▶ [TASK LIST]:
1 – Answer these from the piece on Bundestag members' pay, one line each:
(a) How much does a member of the Bundestag get per month?
(b) What is the median income of full-time workers in Berlin?
(c) Up to what amount per month can members spend on hiring assistants?
2 – From the piece on Bundestag members' pay, list every benefit members receive besides their monthly pay.
3 – Extend the piece on Bundestag members' pay, picking up after its final sentence.

▶ [EXTRACT]:
----------

I mostly get around Berlin on public transport, and I run into all kinds of people. But you know who you absolutely never meet on the train, bus, tram, or ferry? Members of the Bundestag. There is a simple explanation: politicians are, without exception, wealthy.
A member of the Bundestag (MdB) gets €11,227.20 per month. For comparison, the median income of full-time workers in Berlin is €3,806 — a parliamentarian gets three times as much. But that number is distorted, since over a third of Berlin workers have part-time positions, and almost 10% are unemployed. This means politicians are earning more like 4-5 times as much as a normal worker.
They get an additional €5,349,58 to set up an office in their district. But no one checks how this is spent — it can pay for rent or also crystal meth. They get to spend up to €25,874 per month hiring assistants. They get unlimited free travel on Deutsche Bahn (a €500 value), and flights are reimbursed. They get chauffeured around Berlin in big black limousines — which is why you never run into them on the bus.

----------

▶ [GIVEN INFORMATION]:
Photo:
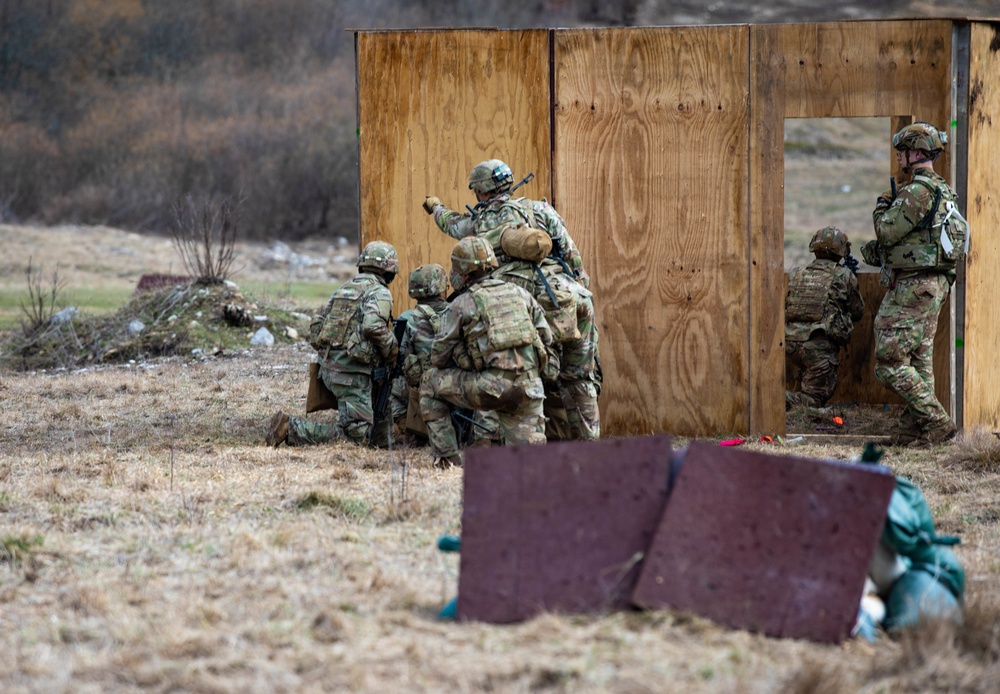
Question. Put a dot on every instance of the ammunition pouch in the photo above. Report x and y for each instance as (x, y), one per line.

----------

▶ [RESPONSE LIST]:
1 –
(a) €11,227.20
(b) €3,806
(c) €25,874

2 –
- An additional allowance to set up an office in their district
- Up to €25,874 per month for hiring assistants
- Unlimited free travel on Deutsche Bahn
- Reimbursement for flights
- Chauffeured rides around Berlin in big black limousines

3 –
Counting this stuff together, every MdB is getting closer to €20,000 per month. These are the “representatives of the people,” but every single one of them is among the top 1% of earners. That’s why the parliament costs around a billion euros. But we’re just getting started…
Legal Corruption
Besides representing the people — apparently not a very demanding job — MdBs are explicitly allowed to have second jobs as long as the parliament is “at the center” of their activity. They only have to make vague declarations about such income, but at least 37 MdBs earn over €100.000 per year — one even declared an extra income of €3.4 million!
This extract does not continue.